+++ INPUT RECORDS +++

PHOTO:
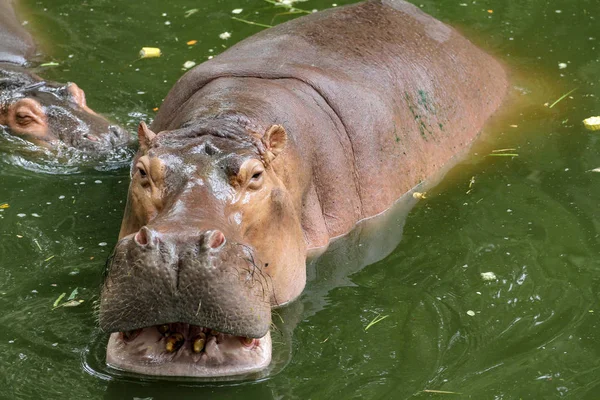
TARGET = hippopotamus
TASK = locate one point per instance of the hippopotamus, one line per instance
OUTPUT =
(263, 155)
(49, 114)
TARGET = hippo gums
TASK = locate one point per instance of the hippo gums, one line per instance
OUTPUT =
(267, 152)
(46, 113)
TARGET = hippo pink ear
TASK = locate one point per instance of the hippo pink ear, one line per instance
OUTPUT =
(275, 139)
(145, 136)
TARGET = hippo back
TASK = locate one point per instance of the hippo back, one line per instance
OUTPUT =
(405, 92)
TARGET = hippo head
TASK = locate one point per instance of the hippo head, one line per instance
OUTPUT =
(210, 241)
(51, 114)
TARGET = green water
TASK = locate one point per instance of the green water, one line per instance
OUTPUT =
(532, 220)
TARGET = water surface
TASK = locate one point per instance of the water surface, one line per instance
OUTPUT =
(531, 219)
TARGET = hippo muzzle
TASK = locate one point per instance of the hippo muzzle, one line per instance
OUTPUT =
(186, 305)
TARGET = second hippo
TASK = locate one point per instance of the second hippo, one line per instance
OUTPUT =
(46, 113)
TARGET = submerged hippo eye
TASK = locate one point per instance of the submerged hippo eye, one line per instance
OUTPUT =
(23, 119)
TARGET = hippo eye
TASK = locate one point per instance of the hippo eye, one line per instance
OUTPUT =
(256, 180)
(24, 119)
(257, 175)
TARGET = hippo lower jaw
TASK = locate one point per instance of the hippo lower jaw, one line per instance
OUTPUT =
(187, 350)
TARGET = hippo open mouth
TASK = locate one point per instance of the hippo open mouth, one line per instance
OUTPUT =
(187, 350)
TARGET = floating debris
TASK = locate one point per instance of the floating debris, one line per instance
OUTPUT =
(73, 294)
(150, 52)
(471, 183)
(488, 276)
(58, 300)
(591, 123)
(561, 98)
(251, 22)
(190, 12)
(439, 391)
(71, 300)
(502, 153)
(376, 320)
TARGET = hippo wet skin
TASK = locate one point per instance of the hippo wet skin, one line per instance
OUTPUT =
(272, 149)
(49, 114)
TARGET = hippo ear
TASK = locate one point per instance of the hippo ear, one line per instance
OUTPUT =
(275, 139)
(145, 136)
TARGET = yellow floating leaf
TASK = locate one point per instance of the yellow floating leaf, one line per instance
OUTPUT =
(591, 123)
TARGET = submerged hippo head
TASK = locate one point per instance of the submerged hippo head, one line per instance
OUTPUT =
(209, 243)
(50, 114)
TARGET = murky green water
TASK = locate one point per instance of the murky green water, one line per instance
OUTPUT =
(532, 220)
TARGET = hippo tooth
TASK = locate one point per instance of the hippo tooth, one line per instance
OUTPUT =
(163, 329)
(174, 342)
(199, 342)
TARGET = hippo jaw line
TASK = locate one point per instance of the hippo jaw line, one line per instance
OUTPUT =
(187, 350)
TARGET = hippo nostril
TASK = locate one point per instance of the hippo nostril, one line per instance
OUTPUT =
(144, 237)
(91, 137)
(215, 239)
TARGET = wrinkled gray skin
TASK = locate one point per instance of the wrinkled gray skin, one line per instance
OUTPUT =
(276, 146)
(48, 114)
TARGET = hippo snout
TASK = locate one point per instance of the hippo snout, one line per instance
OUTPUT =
(200, 278)
(210, 239)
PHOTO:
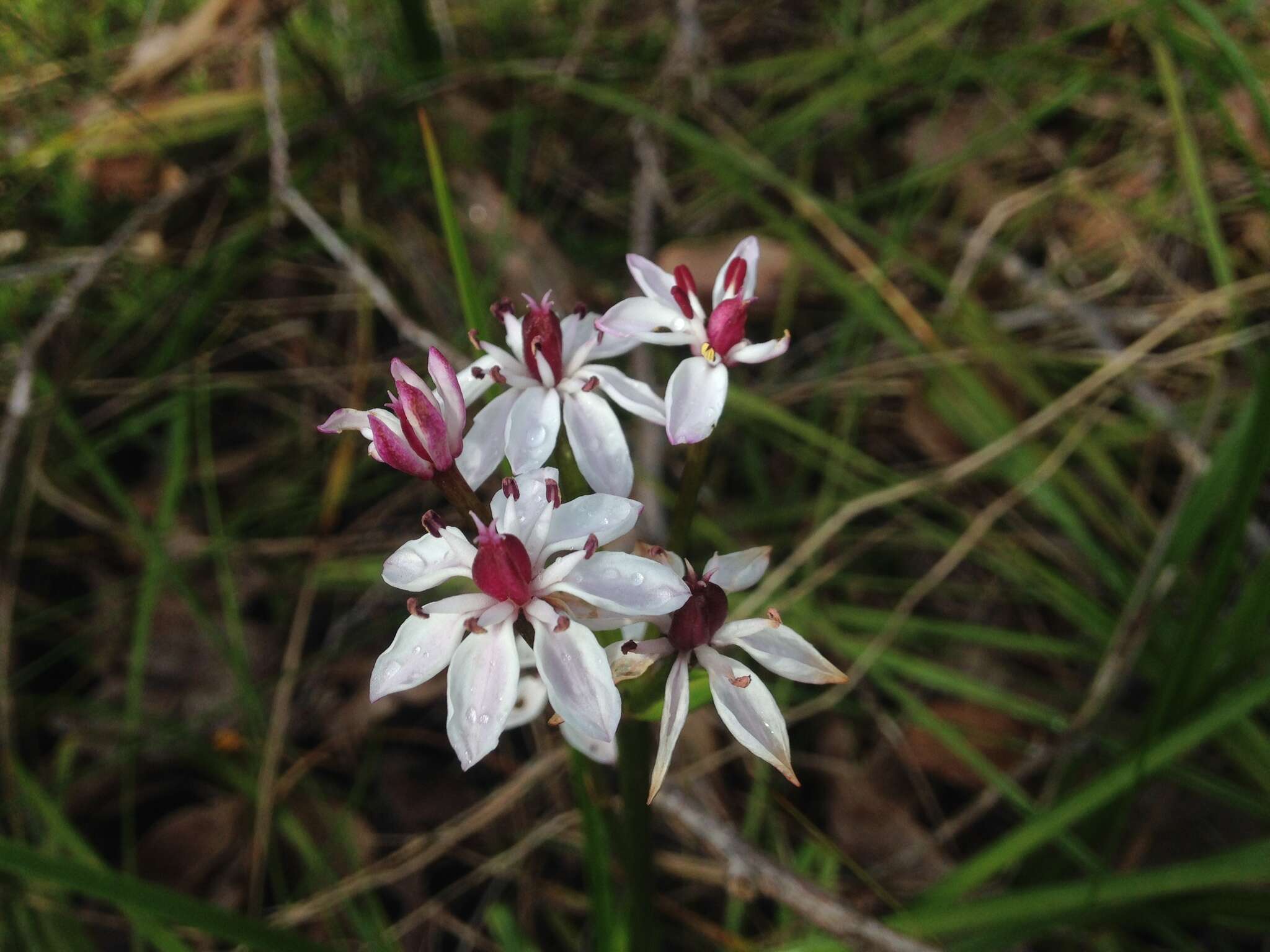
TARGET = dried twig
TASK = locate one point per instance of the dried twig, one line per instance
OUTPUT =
(420, 851)
(1212, 301)
(334, 245)
(814, 904)
(64, 306)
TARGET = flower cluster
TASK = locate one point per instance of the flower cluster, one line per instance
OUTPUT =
(534, 564)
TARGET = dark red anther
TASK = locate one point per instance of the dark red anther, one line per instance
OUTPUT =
(683, 278)
(540, 334)
(700, 617)
(681, 300)
(734, 277)
(502, 566)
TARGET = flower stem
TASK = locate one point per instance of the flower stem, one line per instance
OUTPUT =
(461, 496)
(686, 501)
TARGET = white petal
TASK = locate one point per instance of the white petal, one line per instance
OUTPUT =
(745, 352)
(780, 650)
(625, 584)
(738, 570)
(470, 604)
(574, 332)
(633, 395)
(497, 614)
(747, 249)
(750, 712)
(579, 684)
(427, 562)
(530, 517)
(598, 443)
(611, 345)
(648, 320)
(470, 384)
(531, 428)
(694, 400)
(515, 335)
(636, 631)
(602, 752)
(512, 367)
(633, 663)
(481, 692)
(673, 714)
(651, 278)
(486, 442)
(606, 516)
(420, 649)
(531, 697)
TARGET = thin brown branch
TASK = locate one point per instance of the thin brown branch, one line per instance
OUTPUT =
(809, 901)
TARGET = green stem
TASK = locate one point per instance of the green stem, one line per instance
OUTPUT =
(596, 852)
(686, 501)
(634, 748)
(461, 496)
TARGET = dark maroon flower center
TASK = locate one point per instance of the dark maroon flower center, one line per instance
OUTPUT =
(698, 620)
(727, 325)
(540, 334)
(502, 566)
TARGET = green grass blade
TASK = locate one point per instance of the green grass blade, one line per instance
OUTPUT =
(131, 894)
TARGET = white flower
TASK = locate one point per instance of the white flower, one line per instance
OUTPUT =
(698, 630)
(671, 314)
(545, 366)
(511, 565)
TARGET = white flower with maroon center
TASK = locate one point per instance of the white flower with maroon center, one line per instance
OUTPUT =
(548, 364)
(698, 630)
(422, 432)
(510, 565)
(671, 314)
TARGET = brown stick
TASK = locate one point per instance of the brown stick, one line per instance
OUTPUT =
(814, 904)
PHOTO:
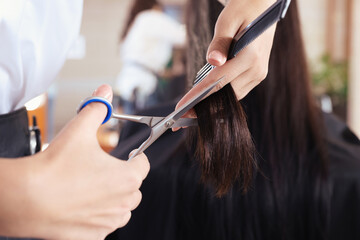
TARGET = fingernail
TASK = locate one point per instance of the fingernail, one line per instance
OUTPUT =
(132, 153)
(217, 56)
(175, 129)
(103, 91)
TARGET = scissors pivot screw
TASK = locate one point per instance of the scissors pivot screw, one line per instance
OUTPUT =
(168, 124)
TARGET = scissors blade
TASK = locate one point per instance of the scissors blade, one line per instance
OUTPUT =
(192, 102)
(185, 122)
(171, 119)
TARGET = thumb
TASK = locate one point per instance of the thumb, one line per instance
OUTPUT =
(218, 49)
(93, 114)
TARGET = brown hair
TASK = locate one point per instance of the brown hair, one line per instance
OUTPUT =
(284, 122)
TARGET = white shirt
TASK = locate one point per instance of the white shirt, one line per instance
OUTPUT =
(149, 43)
(35, 36)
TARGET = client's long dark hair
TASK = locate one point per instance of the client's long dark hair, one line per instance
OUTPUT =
(285, 126)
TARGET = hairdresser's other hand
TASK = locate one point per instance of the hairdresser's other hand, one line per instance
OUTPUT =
(250, 66)
(76, 190)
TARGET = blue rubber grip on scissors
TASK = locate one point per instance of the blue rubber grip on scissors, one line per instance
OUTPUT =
(100, 100)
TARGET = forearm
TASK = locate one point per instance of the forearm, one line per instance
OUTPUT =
(15, 212)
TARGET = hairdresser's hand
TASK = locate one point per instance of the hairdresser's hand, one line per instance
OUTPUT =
(250, 66)
(76, 190)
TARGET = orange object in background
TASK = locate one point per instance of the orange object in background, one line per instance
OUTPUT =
(38, 107)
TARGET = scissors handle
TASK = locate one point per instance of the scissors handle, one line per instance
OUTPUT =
(106, 102)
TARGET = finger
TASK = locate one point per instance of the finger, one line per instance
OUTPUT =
(241, 93)
(125, 219)
(93, 114)
(141, 165)
(136, 199)
(231, 69)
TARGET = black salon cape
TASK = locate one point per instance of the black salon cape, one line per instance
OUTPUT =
(176, 205)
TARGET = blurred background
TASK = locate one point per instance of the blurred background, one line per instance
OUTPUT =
(331, 30)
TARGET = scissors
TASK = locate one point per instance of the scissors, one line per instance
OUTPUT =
(158, 125)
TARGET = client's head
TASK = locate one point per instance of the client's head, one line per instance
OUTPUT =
(283, 121)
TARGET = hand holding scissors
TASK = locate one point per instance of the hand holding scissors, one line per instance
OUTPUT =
(158, 125)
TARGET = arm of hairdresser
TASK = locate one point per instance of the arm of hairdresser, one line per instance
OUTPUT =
(250, 66)
(72, 190)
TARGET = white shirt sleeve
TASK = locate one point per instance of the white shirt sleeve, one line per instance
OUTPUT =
(35, 36)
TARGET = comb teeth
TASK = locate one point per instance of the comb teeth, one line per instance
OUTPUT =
(203, 72)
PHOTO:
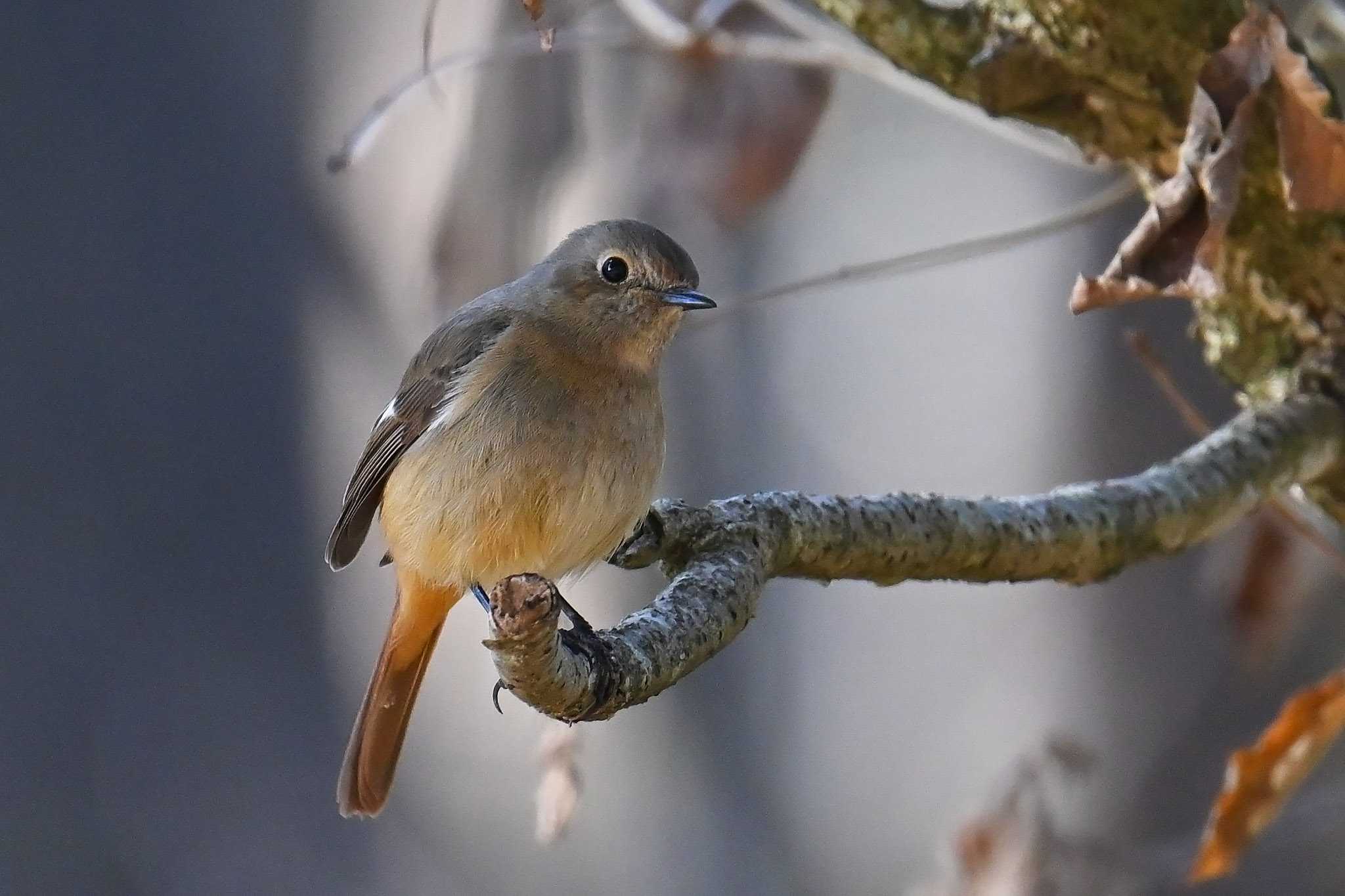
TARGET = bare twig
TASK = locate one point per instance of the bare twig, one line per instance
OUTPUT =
(1283, 505)
(663, 32)
(721, 555)
(961, 250)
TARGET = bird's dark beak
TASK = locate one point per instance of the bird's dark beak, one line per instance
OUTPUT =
(686, 299)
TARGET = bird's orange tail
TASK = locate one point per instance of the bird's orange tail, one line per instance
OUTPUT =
(381, 726)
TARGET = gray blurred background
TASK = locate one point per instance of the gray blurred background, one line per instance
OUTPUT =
(201, 324)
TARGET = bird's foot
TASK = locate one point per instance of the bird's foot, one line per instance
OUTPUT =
(577, 622)
(482, 598)
(495, 695)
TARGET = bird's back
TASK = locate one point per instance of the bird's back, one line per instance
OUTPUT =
(549, 484)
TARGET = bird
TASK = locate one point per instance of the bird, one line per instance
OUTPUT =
(526, 436)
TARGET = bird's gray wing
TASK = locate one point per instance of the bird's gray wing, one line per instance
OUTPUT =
(426, 391)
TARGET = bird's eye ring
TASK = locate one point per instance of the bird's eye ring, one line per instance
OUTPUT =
(613, 269)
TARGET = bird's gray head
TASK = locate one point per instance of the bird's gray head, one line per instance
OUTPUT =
(621, 282)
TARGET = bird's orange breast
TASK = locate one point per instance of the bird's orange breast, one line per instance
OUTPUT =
(531, 473)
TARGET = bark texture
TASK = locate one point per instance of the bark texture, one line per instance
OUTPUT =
(720, 557)
(1118, 79)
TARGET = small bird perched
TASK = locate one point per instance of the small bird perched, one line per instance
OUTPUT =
(526, 437)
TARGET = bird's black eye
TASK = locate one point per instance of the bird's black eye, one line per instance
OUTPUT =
(613, 269)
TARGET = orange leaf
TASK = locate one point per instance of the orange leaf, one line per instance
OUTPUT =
(1261, 778)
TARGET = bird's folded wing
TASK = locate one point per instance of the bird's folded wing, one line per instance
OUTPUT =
(424, 400)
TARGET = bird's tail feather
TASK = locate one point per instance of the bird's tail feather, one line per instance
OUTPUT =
(376, 742)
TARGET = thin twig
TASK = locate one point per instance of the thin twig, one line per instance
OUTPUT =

+++

Word for word, quote the lines from the line containing "TARGET = bird's gray head" through the end of the material, both included, and nothing else.

OUTPUT FOR THIS TASK ::
TARGET = bird's gray head
TASK = locate one point per instance of the bird's gray head, one line per instance
OUTPUT =
(621, 282)
TARGET = bird's orange breast
TASK = locate one point per instance of the bird's orange breast, one line per instance
OUTPUT =
(531, 473)
TARGET = bark texture
TASK = locate one point per instance of the bark texture, one line per instance
OUTPUT =
(720, 557)
(1118, 79)
TARGET = small bird perched
TASK = locate one point per instance of the small bird perched, one line per instance
OUTPUT =
(526, 437)
TARGET = bird's black eye
TASK = locate one point per instance of the bird's black eye, one line per instance
OUTPUT =
(613, 269)
TARGET = orange leaf
TASK = locate one point per instance of the orange leaf, one line per instance
OUTPUT =
(1261, 778)
TARGET = bird's folded wing
TASK = locate one point per instance of the bird's folded wing, one line per instance
OUTPUT =
(424, 400)
TARGET = bird's tail feather
TASK = locate one point per instance of the bird's tail feather, one line per instance
OUTPUT =
(376, 742)
TARGET = thin twig
TASK = locate one point per instance of the thin twig, one line per instance
OUTPUT =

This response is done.